Segment Open
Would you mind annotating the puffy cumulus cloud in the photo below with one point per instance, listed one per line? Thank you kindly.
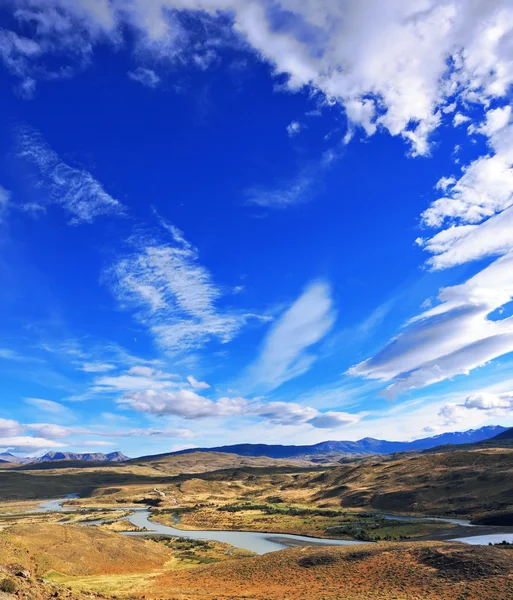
(451, 338)
(182, 403)
(333, 420)
(8, 427)
(173, 294)
(55, 432)
(486, 403)
(197, 385)
(5, 200)
(97, 367)
(284, 352)
(189, 405)
(475, 214)
(352, 52)
(486, 185)
(76, 190)
(475, 218)
(294, 128)
(286, 413)
(28, 444)
(138, 377)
Segment Closed
PROBLEM REQUIREMENTS: Omit all images when repeating the data above exactly.

TASK RESULT:
Would you mind annotating the puffy cumulus cloud in the photo below with one point per instance, listed one per line? Thank you kindly.
(451, 338)
(182, 403)
(333, 420)
(8, 427)
(173, 294)
(55, 432)
(486, 403)
(197, 385)
(5, 200)
(97, 367)
(284, 352)
(189, 405)
(475, 214)
(352, 52)
(486, 185)
(76, 190)
(475, 218)
(294, 128)
(286, 413)
(28, 444)
(138, 377)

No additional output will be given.